• EXTRACTED DATA:
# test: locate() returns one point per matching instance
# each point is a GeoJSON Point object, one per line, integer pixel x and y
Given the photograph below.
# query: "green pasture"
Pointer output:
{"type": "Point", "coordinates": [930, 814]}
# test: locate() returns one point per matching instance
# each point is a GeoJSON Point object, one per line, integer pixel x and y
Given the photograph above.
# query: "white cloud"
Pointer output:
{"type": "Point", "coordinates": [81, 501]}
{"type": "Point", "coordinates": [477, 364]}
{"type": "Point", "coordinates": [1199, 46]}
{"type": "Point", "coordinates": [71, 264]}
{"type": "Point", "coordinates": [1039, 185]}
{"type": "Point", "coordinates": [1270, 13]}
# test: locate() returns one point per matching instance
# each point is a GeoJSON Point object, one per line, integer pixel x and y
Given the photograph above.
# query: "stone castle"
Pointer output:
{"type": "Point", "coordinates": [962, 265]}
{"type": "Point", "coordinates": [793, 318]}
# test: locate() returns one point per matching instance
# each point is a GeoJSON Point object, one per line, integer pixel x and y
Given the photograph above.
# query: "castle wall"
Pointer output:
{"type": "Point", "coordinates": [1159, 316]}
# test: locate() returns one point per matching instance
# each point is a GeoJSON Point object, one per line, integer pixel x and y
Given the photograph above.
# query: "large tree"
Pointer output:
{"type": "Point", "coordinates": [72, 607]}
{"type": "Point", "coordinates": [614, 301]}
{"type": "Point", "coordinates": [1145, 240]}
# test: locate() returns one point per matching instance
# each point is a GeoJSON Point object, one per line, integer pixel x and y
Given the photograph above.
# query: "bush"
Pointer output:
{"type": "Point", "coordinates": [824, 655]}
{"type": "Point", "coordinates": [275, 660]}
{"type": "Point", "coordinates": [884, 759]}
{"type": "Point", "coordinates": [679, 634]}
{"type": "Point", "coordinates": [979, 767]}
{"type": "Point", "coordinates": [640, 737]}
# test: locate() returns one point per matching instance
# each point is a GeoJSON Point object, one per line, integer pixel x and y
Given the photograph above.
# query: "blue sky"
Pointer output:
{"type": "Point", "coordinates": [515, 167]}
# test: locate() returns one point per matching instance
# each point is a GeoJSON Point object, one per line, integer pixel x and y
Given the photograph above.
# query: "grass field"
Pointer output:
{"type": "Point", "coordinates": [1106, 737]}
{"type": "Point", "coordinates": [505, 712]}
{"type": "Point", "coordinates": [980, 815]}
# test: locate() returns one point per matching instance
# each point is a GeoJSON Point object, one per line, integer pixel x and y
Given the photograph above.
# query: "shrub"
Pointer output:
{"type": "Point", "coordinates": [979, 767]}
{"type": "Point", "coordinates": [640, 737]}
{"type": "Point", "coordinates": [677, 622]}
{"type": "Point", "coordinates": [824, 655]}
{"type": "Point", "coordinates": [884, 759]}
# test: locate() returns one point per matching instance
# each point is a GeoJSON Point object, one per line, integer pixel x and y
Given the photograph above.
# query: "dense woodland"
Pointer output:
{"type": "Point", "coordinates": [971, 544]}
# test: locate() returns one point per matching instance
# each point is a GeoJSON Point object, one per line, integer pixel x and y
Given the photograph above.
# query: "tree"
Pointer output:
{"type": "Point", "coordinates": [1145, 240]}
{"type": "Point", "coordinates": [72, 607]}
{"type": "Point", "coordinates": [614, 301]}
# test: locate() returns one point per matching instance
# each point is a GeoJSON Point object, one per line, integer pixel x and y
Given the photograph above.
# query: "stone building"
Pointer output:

• EXERCISE INSTRUCTIONS:
Your answer should be the lines above that contain the word "query", copied out.

• RESPONSE TO THE EXERCISE:
# query: "green pasture"
# query: "white cloud"
# query: "stone castle"
# query: "castle wall"
# query: "large tree"
# query: "bush"
# query: "blue sky"
# query: "grass field"
# query: "shrub"
# query: "dense woodland"
# query: "tree"
# query: "stone building"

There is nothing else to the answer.